PROMPT: Copy out the lines of the records starting with the line that contains "the tree trunk, as integer pixel positions." and ending with the last line of the records, with both ends included and nothing changed.

EXTRACTED MATERIAL:
....
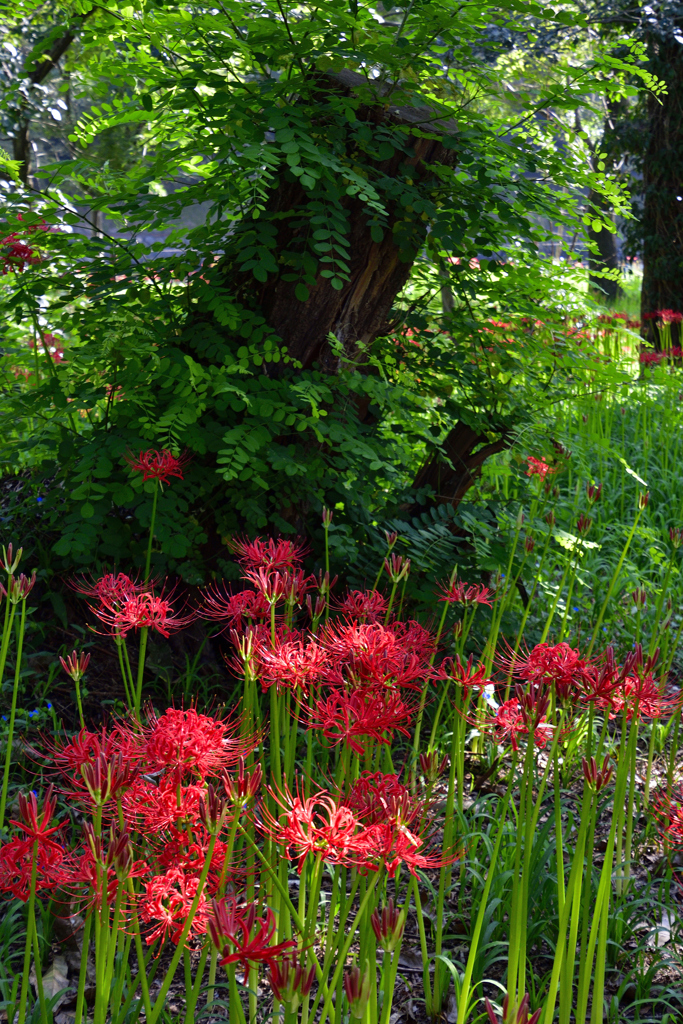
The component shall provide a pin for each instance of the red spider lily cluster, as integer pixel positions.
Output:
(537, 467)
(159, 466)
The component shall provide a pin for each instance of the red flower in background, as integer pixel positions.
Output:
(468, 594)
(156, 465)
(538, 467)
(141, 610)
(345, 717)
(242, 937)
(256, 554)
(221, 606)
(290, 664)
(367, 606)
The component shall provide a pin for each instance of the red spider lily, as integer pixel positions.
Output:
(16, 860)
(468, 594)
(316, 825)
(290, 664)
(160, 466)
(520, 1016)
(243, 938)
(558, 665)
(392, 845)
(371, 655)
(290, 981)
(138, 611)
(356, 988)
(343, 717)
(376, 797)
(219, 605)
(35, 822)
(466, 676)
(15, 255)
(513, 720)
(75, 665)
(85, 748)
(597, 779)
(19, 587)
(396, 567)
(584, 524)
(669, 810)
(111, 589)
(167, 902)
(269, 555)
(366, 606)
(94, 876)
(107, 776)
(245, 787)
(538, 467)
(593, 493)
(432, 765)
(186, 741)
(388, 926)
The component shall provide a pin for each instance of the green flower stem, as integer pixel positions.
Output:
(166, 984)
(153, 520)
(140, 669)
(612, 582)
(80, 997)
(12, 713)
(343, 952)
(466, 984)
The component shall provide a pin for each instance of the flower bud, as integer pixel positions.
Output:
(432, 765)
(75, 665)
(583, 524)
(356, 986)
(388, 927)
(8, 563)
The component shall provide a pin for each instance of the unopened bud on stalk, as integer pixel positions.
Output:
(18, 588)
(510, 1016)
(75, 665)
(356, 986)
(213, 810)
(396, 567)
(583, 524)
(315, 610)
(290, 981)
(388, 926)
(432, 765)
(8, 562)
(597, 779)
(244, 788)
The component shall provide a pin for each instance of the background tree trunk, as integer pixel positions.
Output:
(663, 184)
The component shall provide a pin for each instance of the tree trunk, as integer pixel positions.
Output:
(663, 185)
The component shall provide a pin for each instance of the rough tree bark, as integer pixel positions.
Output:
....
FULL RESPONSE:
The component shall provide a pin for each instance of the tree trunk, as integer pixel positions.
Output:
(663, 185)
The component shall provide a pin for each instance of the rough tree bark, as integer pixel positions.
Output:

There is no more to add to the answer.